= Beginning of Section =
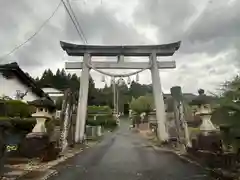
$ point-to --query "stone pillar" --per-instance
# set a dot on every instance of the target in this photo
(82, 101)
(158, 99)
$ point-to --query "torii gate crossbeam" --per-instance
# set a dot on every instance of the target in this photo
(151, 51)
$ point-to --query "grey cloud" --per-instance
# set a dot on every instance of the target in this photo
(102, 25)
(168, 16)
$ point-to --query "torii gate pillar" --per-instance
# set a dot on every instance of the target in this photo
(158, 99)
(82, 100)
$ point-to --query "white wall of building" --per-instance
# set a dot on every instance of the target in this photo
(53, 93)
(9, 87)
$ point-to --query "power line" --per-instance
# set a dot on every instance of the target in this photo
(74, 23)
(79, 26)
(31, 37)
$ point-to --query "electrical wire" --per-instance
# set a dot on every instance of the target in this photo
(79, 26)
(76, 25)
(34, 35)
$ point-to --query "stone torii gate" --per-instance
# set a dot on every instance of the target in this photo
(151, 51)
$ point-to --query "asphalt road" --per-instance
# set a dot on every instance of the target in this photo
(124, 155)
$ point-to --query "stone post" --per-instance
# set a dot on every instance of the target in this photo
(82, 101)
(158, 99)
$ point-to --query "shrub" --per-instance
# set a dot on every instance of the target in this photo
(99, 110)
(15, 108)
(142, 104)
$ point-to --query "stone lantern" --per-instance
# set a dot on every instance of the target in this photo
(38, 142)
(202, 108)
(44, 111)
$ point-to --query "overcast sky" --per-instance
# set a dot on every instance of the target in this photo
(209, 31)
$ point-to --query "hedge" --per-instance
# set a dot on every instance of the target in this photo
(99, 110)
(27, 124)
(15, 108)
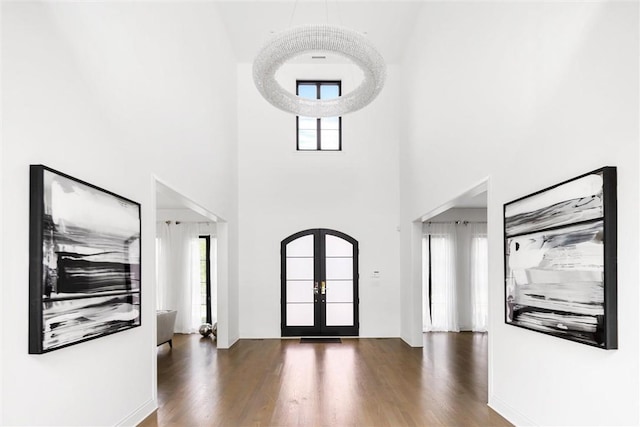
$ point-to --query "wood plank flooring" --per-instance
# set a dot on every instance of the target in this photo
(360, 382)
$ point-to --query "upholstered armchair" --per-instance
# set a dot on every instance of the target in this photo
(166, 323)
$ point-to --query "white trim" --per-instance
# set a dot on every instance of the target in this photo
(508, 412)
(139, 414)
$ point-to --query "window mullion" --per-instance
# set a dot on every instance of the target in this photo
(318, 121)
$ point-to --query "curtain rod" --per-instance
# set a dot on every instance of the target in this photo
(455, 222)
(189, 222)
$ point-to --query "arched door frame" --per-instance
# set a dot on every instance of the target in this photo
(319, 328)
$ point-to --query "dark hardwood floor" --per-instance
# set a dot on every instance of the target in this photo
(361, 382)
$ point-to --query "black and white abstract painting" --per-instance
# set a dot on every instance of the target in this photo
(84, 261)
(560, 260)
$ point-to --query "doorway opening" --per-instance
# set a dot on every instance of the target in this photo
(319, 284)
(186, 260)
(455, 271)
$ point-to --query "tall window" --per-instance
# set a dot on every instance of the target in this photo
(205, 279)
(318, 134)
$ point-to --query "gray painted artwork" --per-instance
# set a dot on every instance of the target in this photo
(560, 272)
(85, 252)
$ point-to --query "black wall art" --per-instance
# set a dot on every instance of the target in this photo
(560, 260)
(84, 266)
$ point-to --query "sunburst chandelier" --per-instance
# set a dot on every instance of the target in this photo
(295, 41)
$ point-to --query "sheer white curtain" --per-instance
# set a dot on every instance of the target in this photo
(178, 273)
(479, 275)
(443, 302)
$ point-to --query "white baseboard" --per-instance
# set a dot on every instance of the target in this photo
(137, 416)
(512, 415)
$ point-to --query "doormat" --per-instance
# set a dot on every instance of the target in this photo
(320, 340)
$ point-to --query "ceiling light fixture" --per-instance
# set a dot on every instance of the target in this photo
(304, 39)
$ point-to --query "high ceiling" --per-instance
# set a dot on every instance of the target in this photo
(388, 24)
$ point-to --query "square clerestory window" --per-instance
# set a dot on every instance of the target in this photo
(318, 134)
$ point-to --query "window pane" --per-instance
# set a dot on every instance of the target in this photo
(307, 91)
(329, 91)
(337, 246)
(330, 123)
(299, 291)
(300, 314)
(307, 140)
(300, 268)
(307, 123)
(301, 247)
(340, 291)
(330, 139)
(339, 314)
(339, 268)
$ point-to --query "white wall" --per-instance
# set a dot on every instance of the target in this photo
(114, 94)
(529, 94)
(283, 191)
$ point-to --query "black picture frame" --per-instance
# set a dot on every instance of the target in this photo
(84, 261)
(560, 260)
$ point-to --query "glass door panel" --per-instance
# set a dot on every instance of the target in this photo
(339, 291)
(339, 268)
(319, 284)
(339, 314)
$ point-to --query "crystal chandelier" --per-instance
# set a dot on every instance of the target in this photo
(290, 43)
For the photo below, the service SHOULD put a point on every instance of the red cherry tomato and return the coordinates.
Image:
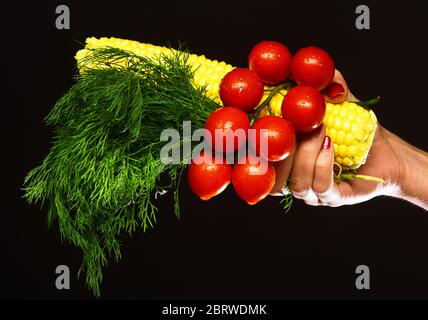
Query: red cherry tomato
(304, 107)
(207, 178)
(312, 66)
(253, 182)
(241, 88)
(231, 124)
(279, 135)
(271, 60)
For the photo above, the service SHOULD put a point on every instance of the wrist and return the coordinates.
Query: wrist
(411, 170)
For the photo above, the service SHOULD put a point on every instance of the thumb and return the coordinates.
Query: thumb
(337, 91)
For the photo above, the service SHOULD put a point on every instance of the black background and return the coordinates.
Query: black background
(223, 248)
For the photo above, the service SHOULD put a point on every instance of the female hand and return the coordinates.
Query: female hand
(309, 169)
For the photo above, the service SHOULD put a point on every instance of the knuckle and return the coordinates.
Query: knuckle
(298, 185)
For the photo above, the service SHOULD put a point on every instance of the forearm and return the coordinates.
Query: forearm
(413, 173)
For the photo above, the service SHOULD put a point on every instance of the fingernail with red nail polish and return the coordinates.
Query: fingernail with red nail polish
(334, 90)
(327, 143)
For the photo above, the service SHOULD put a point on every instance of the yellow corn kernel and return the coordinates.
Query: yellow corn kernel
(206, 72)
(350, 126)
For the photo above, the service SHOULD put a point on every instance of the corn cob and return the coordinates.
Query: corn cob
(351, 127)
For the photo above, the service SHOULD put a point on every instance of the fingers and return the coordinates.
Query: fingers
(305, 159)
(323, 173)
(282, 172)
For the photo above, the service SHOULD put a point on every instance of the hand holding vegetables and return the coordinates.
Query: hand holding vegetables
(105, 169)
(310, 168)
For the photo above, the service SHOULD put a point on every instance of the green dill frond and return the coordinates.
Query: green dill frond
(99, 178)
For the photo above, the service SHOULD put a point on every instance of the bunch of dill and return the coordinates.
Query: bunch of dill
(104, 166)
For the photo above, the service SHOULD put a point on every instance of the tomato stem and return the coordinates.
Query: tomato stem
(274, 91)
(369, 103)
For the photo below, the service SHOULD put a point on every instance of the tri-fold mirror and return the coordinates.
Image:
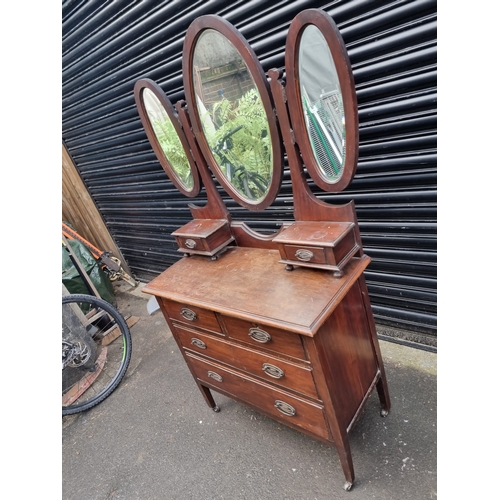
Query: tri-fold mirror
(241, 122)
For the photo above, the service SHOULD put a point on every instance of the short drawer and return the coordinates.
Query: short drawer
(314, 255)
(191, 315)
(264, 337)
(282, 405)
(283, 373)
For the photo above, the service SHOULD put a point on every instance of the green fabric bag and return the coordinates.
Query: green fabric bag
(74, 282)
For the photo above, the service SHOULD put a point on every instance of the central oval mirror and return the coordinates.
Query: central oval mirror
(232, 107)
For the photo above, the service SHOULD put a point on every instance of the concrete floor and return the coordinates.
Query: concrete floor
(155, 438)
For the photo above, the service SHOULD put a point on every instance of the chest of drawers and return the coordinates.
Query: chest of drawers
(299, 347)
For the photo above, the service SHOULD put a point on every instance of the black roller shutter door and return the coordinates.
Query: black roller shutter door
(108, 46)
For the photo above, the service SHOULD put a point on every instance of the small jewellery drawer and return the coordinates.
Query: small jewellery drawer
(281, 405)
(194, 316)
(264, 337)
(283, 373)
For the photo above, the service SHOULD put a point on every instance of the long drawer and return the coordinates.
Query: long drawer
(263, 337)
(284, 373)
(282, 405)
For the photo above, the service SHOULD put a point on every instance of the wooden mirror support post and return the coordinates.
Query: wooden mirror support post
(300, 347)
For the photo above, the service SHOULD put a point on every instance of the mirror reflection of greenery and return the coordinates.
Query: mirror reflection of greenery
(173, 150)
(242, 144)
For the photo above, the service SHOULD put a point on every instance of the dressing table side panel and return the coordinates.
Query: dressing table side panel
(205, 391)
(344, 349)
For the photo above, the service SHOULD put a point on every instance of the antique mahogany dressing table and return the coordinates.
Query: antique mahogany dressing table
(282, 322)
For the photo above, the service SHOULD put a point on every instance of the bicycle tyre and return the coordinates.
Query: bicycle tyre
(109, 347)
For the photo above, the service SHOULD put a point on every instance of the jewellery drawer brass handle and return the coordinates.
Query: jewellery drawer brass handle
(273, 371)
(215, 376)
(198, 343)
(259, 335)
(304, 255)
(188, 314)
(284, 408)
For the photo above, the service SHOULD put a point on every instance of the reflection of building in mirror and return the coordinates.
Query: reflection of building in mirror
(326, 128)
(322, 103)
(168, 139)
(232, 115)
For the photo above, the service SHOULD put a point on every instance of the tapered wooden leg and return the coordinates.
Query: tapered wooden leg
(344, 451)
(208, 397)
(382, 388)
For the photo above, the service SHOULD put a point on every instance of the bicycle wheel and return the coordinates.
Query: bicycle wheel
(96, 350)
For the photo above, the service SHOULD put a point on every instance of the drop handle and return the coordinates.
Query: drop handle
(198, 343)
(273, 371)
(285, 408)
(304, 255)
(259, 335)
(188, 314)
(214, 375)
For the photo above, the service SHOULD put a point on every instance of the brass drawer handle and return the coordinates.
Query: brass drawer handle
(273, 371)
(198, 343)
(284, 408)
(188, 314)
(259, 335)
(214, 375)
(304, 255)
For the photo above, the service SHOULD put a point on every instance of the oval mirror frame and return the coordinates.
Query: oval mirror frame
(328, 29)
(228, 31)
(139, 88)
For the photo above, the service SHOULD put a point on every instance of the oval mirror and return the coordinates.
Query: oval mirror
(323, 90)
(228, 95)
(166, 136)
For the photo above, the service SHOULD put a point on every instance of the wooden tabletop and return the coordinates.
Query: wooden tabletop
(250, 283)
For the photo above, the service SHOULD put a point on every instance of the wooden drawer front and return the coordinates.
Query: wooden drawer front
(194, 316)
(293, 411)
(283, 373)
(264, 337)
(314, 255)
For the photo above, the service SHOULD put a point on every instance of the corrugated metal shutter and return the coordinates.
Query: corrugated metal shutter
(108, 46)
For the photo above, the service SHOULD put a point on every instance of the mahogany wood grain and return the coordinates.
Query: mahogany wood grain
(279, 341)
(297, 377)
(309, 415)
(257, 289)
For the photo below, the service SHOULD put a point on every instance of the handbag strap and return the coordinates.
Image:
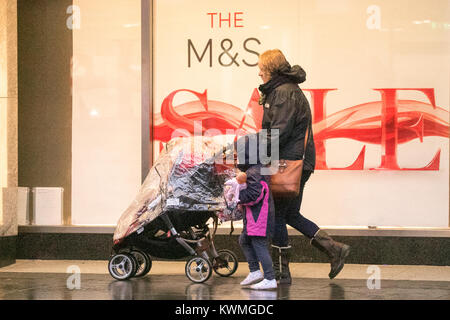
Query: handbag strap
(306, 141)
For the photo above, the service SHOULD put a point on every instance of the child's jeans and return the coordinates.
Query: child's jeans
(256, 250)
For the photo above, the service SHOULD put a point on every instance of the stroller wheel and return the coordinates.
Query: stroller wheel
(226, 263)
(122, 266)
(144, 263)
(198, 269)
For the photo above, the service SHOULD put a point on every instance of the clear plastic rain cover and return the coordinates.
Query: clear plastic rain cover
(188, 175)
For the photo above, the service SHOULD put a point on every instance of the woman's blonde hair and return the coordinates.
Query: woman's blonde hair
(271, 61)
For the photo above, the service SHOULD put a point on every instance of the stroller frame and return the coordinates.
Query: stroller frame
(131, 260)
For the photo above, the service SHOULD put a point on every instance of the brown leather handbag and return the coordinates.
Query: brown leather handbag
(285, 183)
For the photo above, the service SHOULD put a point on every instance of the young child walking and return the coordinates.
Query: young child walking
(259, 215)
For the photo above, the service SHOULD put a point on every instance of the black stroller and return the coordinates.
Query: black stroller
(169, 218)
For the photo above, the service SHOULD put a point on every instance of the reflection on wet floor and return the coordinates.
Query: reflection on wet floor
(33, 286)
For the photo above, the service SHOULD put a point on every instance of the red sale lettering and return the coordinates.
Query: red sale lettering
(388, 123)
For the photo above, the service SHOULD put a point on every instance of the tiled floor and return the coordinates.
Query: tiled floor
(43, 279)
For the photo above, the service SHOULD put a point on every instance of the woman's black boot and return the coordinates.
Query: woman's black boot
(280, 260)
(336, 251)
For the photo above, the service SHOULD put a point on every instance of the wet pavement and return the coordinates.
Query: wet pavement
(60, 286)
= End of Section =
§ **WHAT THE EXERCISE ASKS**: Write down only the number of lines that contain the string "below" in the listing.

§ **EXERCISE ANSWER**: 3